Below are entries; write every one of them out again exactly.

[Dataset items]

------------------------------

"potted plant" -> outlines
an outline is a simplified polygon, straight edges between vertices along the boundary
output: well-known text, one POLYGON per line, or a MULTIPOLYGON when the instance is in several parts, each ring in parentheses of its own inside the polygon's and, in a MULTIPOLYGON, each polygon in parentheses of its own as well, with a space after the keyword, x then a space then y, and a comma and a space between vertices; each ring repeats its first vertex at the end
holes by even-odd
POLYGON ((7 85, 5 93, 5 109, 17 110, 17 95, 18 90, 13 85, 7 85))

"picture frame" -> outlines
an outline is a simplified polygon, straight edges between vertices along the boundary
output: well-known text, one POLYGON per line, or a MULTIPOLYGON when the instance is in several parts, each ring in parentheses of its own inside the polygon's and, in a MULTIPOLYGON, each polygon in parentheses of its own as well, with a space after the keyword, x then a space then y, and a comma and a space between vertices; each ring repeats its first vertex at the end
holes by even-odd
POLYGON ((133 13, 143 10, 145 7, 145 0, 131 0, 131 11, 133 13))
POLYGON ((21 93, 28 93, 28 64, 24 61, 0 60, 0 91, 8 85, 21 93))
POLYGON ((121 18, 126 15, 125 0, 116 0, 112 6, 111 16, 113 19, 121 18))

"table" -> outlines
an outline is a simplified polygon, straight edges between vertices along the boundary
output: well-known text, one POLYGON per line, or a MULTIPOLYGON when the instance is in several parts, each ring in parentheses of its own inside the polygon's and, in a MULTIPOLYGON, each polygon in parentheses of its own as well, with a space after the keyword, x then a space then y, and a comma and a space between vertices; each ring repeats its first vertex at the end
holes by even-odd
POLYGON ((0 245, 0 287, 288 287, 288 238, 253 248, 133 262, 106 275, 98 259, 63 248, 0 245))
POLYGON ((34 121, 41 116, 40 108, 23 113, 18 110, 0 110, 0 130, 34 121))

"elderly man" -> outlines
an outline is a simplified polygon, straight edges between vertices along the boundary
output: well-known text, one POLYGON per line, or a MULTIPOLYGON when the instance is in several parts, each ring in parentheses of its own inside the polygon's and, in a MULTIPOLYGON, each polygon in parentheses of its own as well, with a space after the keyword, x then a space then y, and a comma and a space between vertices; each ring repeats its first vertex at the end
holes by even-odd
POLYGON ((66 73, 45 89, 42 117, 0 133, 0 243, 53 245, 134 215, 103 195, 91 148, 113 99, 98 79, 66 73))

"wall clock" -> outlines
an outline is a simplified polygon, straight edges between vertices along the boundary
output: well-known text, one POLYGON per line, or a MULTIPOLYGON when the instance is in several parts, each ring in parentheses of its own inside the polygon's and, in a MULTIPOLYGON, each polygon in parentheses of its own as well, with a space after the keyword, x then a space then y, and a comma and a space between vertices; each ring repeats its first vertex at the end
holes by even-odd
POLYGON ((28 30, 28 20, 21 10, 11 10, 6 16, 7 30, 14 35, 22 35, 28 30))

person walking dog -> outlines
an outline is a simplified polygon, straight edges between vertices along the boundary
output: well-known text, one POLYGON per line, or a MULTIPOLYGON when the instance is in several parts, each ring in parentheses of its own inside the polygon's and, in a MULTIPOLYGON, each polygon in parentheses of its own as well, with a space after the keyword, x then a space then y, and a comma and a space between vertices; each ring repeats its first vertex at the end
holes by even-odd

------------------------------

**RESULT:**
"potted plant" -> outlines
an outline is a simplified polygon, straight edges between vertices along the boundary
output: well-known text, one POLYGON per line, or a MULTIPOLYGON when the instance is in several parts, each ring in parentheses of its own inside the polygon's and, in a MULTIPOLYGON, each polygon in parentheses of its own as well, with a space after the keyword, x then a space then y, and a comma and a space between vertices; each ring repeats its first vertex at the end
holes by even-odd
POLYGON ((7 85, 5 93, 5 109, 17 110, 17 95, 18 90, 13 85, 7 85))

"picture frame" -> outlines
an outline is a simplified polygon, straight edges between vertices along the boundary
output: well-known text, one POLYGON per line, or a MULTIPOLYGON when the instance is in several parts, each ring in parentheses of its own inside the polygon's and, in a MULTIPOLYGON, each polygon in parentheses of its own as well, with a space after the keyword, x then a space then y, and a comma and a space between vertices; each ring repeats its first vertex at the end
holes by even-odd
POLYGON ((133 13, 143 10, 145 7, 145 0, 131 0, 131 11, 133 13))
POLYGON ((21 93, 28 93, 28 64, 24 61, 0 60, 0 91, 8 85, 21 93))
POLYGON ((121 18, 126 15, 125 0, 116 0, 112 6, 111 16, 113 19, 121 18))

"table" -> outlines
an outline is a simplified polygon, straight edges between vertices along the boundary
output: well-known text, one POLYGON per line, or a MULTIPOLYGON when the instance is in several parts, each ring in parentheses of its own inside the polygon's and, in a MULTIPOLYGON, each polygon in parentheses of its own as well, with a space after the keyword, x then a space then y, and a comma and a space between vertices; each ring repeats its first vertex at the end
holes by even-odd
POLYGON ((0 245, 0 287, 288 287, 288 238, 253 248, 133 262, 106 275, 98 259, 63 248, 0 245))
POLYGON ((34 121, 41 116, 40 108, 23 113, 18 110, 0 110, 0 130, 34 121))

"elderly man" -> outlines
an outline is a simplified polygon, straight edges between vertices along the boundary
output: well-known text, one POLYGON per line, or a MULTIPOLYGON when the instance is in several parts, each ring in parentheses of its own inside the polygon's and, in a MULTIPOLYGON, each polygon in parentheses of its own as well, with a space after the keyword, x then a space then y, and a comma and a space between vertices; each ring repeats its first vertex at the end
holes by even-odd
POLYGON ((66 73, 45 89, 42 117, 0 133, 0 243, 53 245, 134 215, 103 195, 91 148, 113 99, 98 79, 66 73))

"wall clock" -> outlines
an outline is a simplified polygon, straight edges between vertices along the boundary
output: well-known text, one POLYGON per line, or a MULTIPOLYGON when the instance is in several parts, each ring in parentheses of its own inside the polygon's and, in a MULTIPOLYGON, each polygon in parentheses of its own as well, with a space after the keyword, x then a space then y, and a comma and a space between vertices; each ring repeats its first vertex at the end
holes by even-odd
POLYGON ((28 30, 28 20, 21 10, 11 10, 6 16, 7 30, 14 35, 22 35, 28 30))

person walking dog -> outlines
an outline is a simplified polygon, straight edges between vertices along the boundary
output: well-known text, one POLYGON per line, or a MULTIPOLYGON when the instance is in several parts, each ring in parentheses of its own inside the polygon's and, in a MULTIPOLYGON, each polygon in parentheses of its own as well, with a space after the keyword, x then a space then y, and a comma and a space between vertices; each ring repeats its first vertex at the end
holes by even-odd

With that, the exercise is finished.